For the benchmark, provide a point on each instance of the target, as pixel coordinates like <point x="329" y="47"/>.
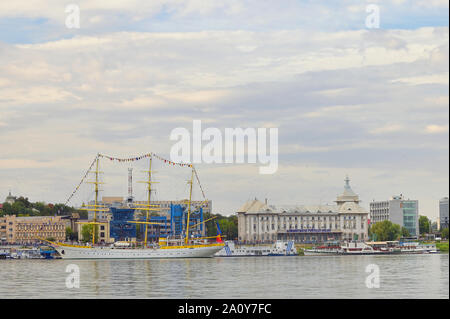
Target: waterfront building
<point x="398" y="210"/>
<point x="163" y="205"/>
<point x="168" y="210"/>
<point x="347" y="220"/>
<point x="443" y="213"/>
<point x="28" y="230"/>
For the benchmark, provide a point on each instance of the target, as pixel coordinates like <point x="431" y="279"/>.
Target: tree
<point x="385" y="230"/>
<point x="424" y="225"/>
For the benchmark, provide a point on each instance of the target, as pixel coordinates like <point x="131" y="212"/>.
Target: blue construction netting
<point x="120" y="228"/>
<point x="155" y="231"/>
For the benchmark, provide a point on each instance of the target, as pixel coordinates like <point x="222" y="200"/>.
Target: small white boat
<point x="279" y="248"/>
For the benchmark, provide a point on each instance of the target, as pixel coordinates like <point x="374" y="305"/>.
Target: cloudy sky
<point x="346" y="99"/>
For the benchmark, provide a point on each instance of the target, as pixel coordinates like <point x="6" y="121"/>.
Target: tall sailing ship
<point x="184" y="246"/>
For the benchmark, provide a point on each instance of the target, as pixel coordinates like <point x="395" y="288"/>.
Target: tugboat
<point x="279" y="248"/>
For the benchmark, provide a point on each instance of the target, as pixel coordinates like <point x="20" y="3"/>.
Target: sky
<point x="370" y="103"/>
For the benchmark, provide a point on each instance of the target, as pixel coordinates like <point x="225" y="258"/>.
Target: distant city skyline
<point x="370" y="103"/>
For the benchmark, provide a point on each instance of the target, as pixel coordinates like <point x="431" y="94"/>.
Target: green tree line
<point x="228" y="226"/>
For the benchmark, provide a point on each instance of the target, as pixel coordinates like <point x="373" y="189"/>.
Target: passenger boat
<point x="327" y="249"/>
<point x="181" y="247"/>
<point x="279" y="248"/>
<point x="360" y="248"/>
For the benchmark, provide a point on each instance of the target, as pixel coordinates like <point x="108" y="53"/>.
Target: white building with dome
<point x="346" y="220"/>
_ _ _
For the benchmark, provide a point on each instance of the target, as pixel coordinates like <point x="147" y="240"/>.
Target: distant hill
_ _ _
WHAT TO DO: Could you collect every line from the items above that contains the word "building"?

CORRECT RESPONSE:
Target: waterfront building
Target: white building with dome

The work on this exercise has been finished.